## [実施事項]
- 1) 是枝監督の対談記事によると、是枝監督とKAFAの学生たちの対談はいつ、どこで行われましたか。
- 2) 是枝監督の対談記事の本文を、示されている最後の文の後から書き継いでください。

## [提供された抜粋]

____

映画監督・是枝裕和 韓国映画学生との8つの対話“自分の切実な問題こそ世界に届く"

NHK
2022年11月14日 午後2:52 公開

10月13日「国際報道2022」で紹介した韓国映画の躍進を支える映画学校「韓国映画アカデミー(KAFA)」。ポン・ジュノ監督はじめ才能ある映画人を次々と輩出するこの学校に、日本を代表する映画監督・是枝裕和さんも関心を持ち、学校を訪問しました。その時行われたのが、是枝監督とKAFAの学生たちによる特別対談です。映画製作に携わらない人にも必見の濃い対話の連続でした。たっぷりお伝えします。

(ソウル支局ディレクター 長野圭吾)

対談が行われたのは2021年12月、韓国・プサン。

是枝裕和監督は韓国を舞台に製作した最新作『ベイビー・ブローカー』の仕上げのため、韓国に長期滞在中でした。

韓国でもファンの多い是枝監督。

その映画作りの秘密に迫ろうと、卒業を間近に控えたKAFA38期生の3人が中心になって、さまざまな角度からの質問が飛びました。

Q1:日韓の映画現場の違いは?

学生:まず監督の近況について知りたいです。新作映画『ベイビー・ブローカー』は韓国での作業でしたので、コミュニケーションが大変だったと思います。日本の映画現場との違いはどうでしたか?

是枝裕和監督:コミュニケーションはね。いつも通訳さんに入ってもらって極力ことばのストレスがない状況は作りました。カメラマンはだいたい分かるよね。こうするのか、こう振るのか。ことばがなくても大体通じるようになるので、途中からことばはいらなくなりました。

是枝監督:「働き方改革」は韓国でもあることばなのかな?韓国の撮影現場では、1日の労働時間がすごく厳密に決められていて、週で働く時間も決まっている。感覚でいうと1週間に4日くらいしか撮影してないんじゃないかな。3日休みみたいな。こんな体が楽でいいのかなっていうぐらい。もう一つはね、スタッフがみんな若い! 本当にみんな若くて、20代30代がほとんど。それはちょっと驚きでした。若い人が現場で生き生きと働いているのはいいことだし。韓国という国における映画産業自体がまだ若いから、観客も作り手も書く人も、みんな若いエネルギーに満ちている感じはすばらしいなと。

____

## [収集資料]

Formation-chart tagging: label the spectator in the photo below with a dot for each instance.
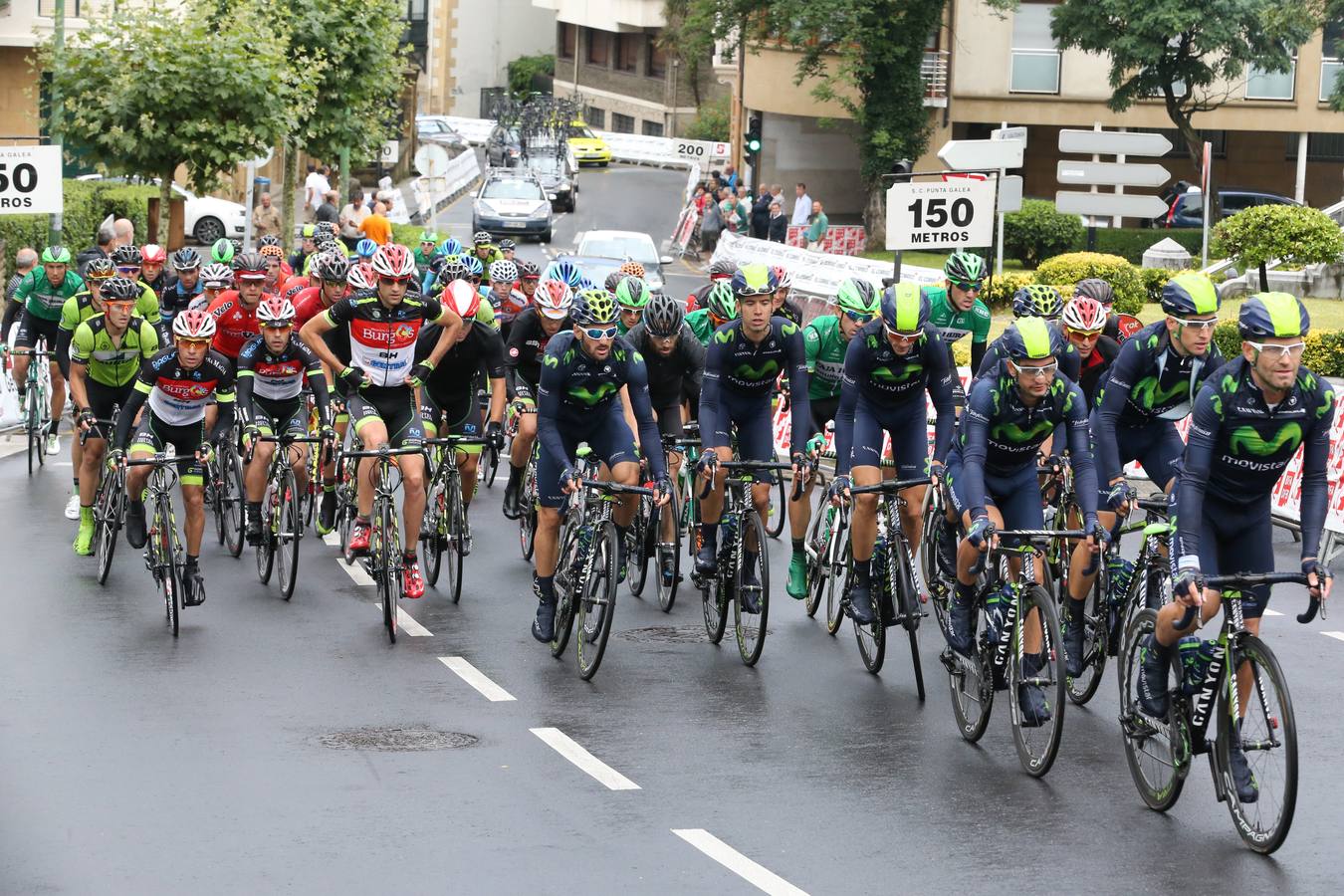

____

## [課題別の結果]
- 1) 2021年12月に、韓国・プサンで行われました。

- 2)
Q2:韓国映画との出会いは?

学生:監督は韓国映画にいつ、どんな作品を見て関心を持つようになったのでしょうか?

是枝監督:僕のデビュー作『幻の光』が1995年公開で、それくらいから韓国映画に触れ始めた。最初に衝撃を受けたのが『ペパーミント・キャンデイー』(イ・チャンドン監督)だった。その後もイ監督の『オアシス』や『シークレット・サンシャイン』を見た。さらにポン・ジュノ監督の『殺人の追憶』があったけど。僕は『殺人の追憶』を試写室でみたけど、それを見た人が、すごいやつが韓国から出てきたって、みんな口々に言っていてさ。みんな脱帽って感じ。これはすごいなって。今でも覚えているけど。そんな出会い。

Q3:作品の題材 どう見つける?

学生:是枝監督は社会的な問題を映画のテーマに扱ってきましたが、どう探すのですか?『誰も知らない』では、監督が直接経験できないネグレクトされた子どもたちの感情をどうやって想像して具体化させていくのか、その過程が知りたいです。

是枝監督:もちろん周辺の取材はします、いろいろ。でも何か映画の題材になるような社会的なイシューを探しながら、毎日生きているわけではないです。ただ時々、自分の琴線に触れるというか、ひっかかる事件があって。『誰も知らない』に関して言うと、映画では母親にネグレクトを受けていた主人公のお兄ちゃんが、死んでしまった妹をスーツケースに入れて、空港のそばに埋めにいっています。  

『誰も知らない(2004年 是枝裕和監督)

母親に捨てられ、アパートでこどもたちだけで暮らす4人。生活費がなくなり、電気・水も止められる中、妹と弟を懸命に守ろうとする12歳の少年の目線を通して、ネグレクトの現実が描かれる。東京で実際に起きた事件をモチーフにした作品。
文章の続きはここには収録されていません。